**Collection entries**
....................

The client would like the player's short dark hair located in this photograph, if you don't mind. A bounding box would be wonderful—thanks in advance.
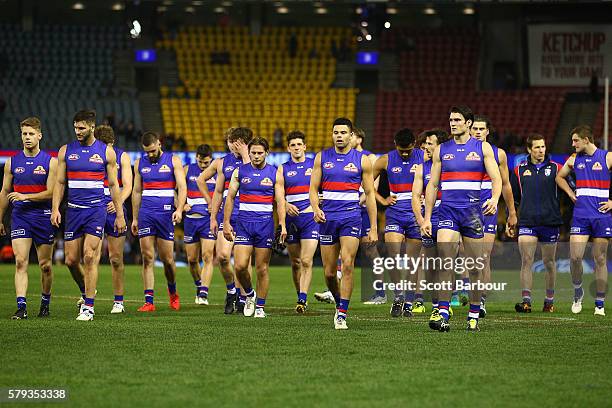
[287,130,306,145]
[19,116,41,132]
[94,125,115,144]
[196,144,212,157]
[227,127,253,145]
[416,129,448,147]
[393,128,415,147]
[249,136,270,153]
[449,105,474,123]
[571,125,595,143]
[353,127,365,142]
[332,118,353,132]
[525,133,546,149]
[472,115,491,131]
[140,132,159,146]
[72,109,96,125]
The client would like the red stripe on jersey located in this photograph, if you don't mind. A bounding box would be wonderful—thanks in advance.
[442,171,483,181]
[13,184,47,194]
[576,180,610,190]
[240,194,274,204]
[389,183,412,193]
[142,181,176,190]
[321,181,360,191]
[285,185,310,194]
[68,171,104,181]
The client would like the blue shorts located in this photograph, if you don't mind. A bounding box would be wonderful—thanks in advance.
[385,211,421,239]
[438,202,484,239]
[285,213,319,244]
[570,214,612,238]
[183,215,217,244]
[64,206,106,241]
[11,209,57,245]
[104,207,127,238]
[138,209,174,241]
[361,207,372,238]
[519,225,559,244]
[421,208,438,248]
[319,217,362,245]
[232,218,274,248]
[483,211,497,234]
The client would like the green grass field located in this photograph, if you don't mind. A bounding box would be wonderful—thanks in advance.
[0,265,612,407]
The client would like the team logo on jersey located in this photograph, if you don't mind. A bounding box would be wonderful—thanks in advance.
[344,163,359,173]
[465,152,480,161]
[89,153,104,164]
[33,166,47,175]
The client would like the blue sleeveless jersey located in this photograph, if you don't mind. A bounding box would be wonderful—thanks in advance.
[283,158,314,211]
[321,147,363,220]
[65,140,106,208]
[440,137,485,208]
[138,152,176,212]
[11,150,51,214]
[480,145,499,203]
[186,163,215,215]
[574,149,611,218]
[238,163,276,222]
[104,146,124,203]
[386,149,423,215]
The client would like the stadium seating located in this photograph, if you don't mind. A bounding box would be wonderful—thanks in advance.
[157,26,357,150]
[374,29,564,151]
[0,25,142,148]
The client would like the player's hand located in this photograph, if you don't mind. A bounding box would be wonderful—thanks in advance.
[313,208,325,224]
[210,215,219,237]
[421,219,432,238]
[51,210,62,228]
[8,192,28,203]
[482,198,497,215]
[115,217,127,234]
[285,203,300,217]
[599,200,612,213]
[172,210,183,225]
[385,195,397,206]
[223,221,236,242]
[365,228,378,247]
[506,214,518,238]
[132,220,138,237]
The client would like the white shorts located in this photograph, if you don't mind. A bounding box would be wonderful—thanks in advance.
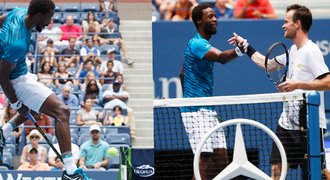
[11,73,53,113]
[181,109,227,154]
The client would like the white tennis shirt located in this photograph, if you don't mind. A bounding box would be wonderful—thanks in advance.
[279,40,329,130]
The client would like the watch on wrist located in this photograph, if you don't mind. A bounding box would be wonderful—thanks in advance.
[10,101,22,109]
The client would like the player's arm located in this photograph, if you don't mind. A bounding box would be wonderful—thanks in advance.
[0,14,7,28]
[204,47,238,64]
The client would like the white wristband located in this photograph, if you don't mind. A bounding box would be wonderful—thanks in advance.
[10,101,22,109]
[235,47,244,56]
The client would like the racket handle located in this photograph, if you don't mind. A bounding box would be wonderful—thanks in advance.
[26,112,37,124]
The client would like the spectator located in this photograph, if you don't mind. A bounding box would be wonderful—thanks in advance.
[165,0,194,21]
[100,18,134,65]
[50,157,64,171]
[104,106,128,126]
[80,71,102,92]
[17,148,50,171]
[80,36,102,66]
[57,85,79,108]
[234,0,277,19]
[79,125,109,170]
[60,16,82,45]
[1,101,22,143]
[24,111,54,135]
[115,74,127,91]
[81,11,100,34]
[38,61,54,86]
[213,0,234,19]
[55,62,76,87]
[103,81,129,109]
[59,37,80,67]
[100,60,118,85]
[48,143,80,169]
[99,0,117,12]
[76,96,102,126]
[38,20,62,49]
[84,79,102,107]
[100,48,124,74]
[20,129,47,164]
[41,39,59,68]
[77,59,99,83]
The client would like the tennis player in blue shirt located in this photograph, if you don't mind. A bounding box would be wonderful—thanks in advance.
[0,0,90,180]
[181,4,245,179]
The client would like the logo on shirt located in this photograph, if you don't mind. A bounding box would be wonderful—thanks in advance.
[134,164,155,177]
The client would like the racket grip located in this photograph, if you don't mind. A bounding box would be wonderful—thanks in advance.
[26,112,37,124]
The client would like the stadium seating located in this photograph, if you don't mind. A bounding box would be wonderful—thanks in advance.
[106,133,131,145]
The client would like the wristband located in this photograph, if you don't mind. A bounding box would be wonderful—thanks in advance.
[235,47,244,56]
[246,44,256,58]
[10,101,22,110]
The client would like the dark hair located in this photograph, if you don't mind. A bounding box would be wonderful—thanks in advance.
[192,3,212,28]
[40,61,52,74]
[286,4,313,32]
[86,79,100,95]
[28,0,55,16]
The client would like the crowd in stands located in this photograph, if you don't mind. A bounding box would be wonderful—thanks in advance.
[0,0,135,170]
[152,0,277,21]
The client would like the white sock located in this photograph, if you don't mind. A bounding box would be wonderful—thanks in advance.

....................

**TASK TO COMPLETE**
Can you repeat all of the rows above word for word, leaving the pictures out?

**RESPONSE**
The client would like the player's short dark hair located in this photograph, if you don't mind. A bounding box would be wonderful—thanks in advance.
[287,130,306,145]
[19,116,41,132]
[94,125,115,144]
[196,144,212,157]
[227,127,253,145]
[416,129,448,147]
[393,128,415,147]
[249,136,270,153]
[449,105,474,123]
[571,125,595,143]
[353,127,365,142]
[332,118,353,132]
[525,133,546,149]
[472,115,491,131]
[140,132,159,146]
[72,109,96,125]
The client would like the red stripe on jersey located in this photograph, if you don't mind. A bounding box would be wonderful—thanks in advance.
[442,171,483,181]
[13,184,47,194]
[576,180,610,190]
[240,194,274,204]
[389,183,412,193]
[142,181,176,190]
[321,181,360,191]
[285,185,310,194]
[68,171,104,181]
The client would like the blue shorts located in this photograph, if you don't mind. A bounding box would be wonderful—thanks in advance.
[385,211,421,239]
[438,202,484,239]
[285,213,319,244]
[570,214,612,238]
[183,215,217,244]
[64,206,106,241]
[11,209,57,245]
[104,207,127,238]
[138,209,174,241]
[361,207,372,238]
[519,225,559,244]
[421,208,438,248]
[319,217,362,245]
[232,218,274,248]
[483,211,497,234]
The client would like the green grass field located in this photograph, if you don't mind. A bounding box would be wonderful—thanks in advance.
[0,265,612,407]
The client would like the team logo on jersey located in this photograph, if you don't mind. A bounding box would be wonderful—thanks in advance.
[344,163,359,173]
[465,152,480,161]
[89,153,104,164]
[33,166,47,175]
The client would like the blue sleeveless jersey located in this photograph, if you don't mind. A bounding box would be wonderful—thanks in advance.
[283,158,314,211]
[321,147,363,220]
[65,140,106,208]
[440,137,485,208]
[138,152,176,212]
[11,150,51,214]
[480,145,499,203]
[186,163,215,215]
[574,149,611,218]
[238,163,276,222]
[104,146,124,203]
[386,149,423,215]
The client would like the stadium seating located in this photograph, if you don't mind. A bounding box would be wonderful—thanks in advance.
[157,26,357,150]
[374,29,564,151]
[0,25,142,148]
The client would like the player's hand located in this photograph, if you don't mind. A bounding box would be wonderful—thanks in advance.
[313,208,325,224]
[210,215,219,237]
[421,219,432,238]
[51,210,62,228]
[8,192,28,203]
[482,198,497,215]
[115,217,127,234]
[285,203,300,217]
[599,200,612,213]
[172,210,183,225]
[385,195,397,206]
[223,221,236,242]
[365,228,378,247]
[506,214,518,238]
[132,220,138,237]
The client would like the white shorts located in this photograph, if you don't mind. A bounding box would be wonderful—thanks in advance.
[11,73,53,113]
[181,109,227,154]
The client would like the white tennis shirt located in this photograph, if you don't mind. A bounding box would be wonderful—thanks in advance.
[279,40,329,130]
The client would like the watch on wrist located in this photograph, if you don't mind. A bounding box would be wonderful—thanks in advance.
[10,101,22,109]
The client would like the player's arm located in this photograph, if you don't mind. A bounding box would be wonderful—thanks in advance.
[0,14,7,28]
[204,47,238,64]
The client would like the white wristband located in this photograph, if you don't mind. A bounding box would be wonderful—thanks in advance.
[10,101,22,109]
[235,47,244,56]
The client would like the racket handle located in this photograph, if you don't mind. A bounding box would be wonderful—thanks in advance.
[26,112,37,124]
The client would like the spectator located in this photograph, if you don't mind. A bounding box would be wonderful—thanks in advance.
[165,0,194,21]
[100,18,134,65]
[50,157,64,171]
[104,106,128,126]
[80,71,102,92]
[17,148,50,171]
[80,36,102,66]
[57,85,79,108]
[234,0,277,19]
[79,125,109,170]
[60,16,82,45]
[1,101,22,143]
[24,111,54,135]
[115,74,127,91]
[81,11,100,34]
[38,61,54,86]
[213,0,234,19]
[55,62,76,87]
[103,81,129,109]
[59,37,80,67]
[100,60,118,85]
[48,143,80,169]
[99,0,117,12]
[76,96,102,126]
[38,20,62,49]
[84,79,102,107]
[100,48,124,74]
[20,129,47,164]
[41,39,59,68]
[77,59,99,83]
The client would like the tennis player in blue shirt located in this photograph, if you don't mind. A bounding box would be wonderful—thanks in advance.
[0,0,90,180]
[181,4,245,179]
The client would like the logo on shirt located in this photograph, if you don't mind. A bounding box would be wonderful—thanks in advance.
[134,164,155,177]
The client would like the racket grip located in this photograph, if you don't mind. A bounding box would be wonderful—thanks in advance.
[26,112,37,124]
The client would like the stadium seating located in this photograph, if you don't mind. A bounding box would be wonderful—thanks in advance.
[106,133,131,145]
The client would like the wristband located in this photograph, if you don't mind. A bounding box would be wonderful—thanks in advance.
[235,47,244,56]
[246,44,256,58]
[10,101,22,110]
The client would like the dark hair located in this photograph, if you don't mind. A bounding box would be wonderful—thanks in advance.
[192,3,212,28]
[40,61,52,74]
[286,4,313,32]
[86,79,100,95]
[28,0,55,16]
The client would like the crowd in stands located in this photograph, if you don't mind. A bounding box would be wonderful—thanks in advance.
[0,0,135,170]
[152,0,277,21]
The client would like the white sock located in this photograph, if you don't mind. A bounding box would be wonderful—thanks in advance.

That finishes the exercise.